(Region annotation entries)
# # # # # # #

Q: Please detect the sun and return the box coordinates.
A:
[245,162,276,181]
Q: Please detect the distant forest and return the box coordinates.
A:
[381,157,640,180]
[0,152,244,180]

# # # # # # #

== WHAT YOU ARE ASKED TO DO ==
Write out every item above in full, each line included, and add 63 to every coordinate value in the answers.

== TASK RESULT ==
Q: Please detect the sun and return the box coordinates.
A:
[308,225,339,244]
Q: Please detect the distant forest and return the box coordinates.
A:
[444,220,703,243]
[63,215,307,243]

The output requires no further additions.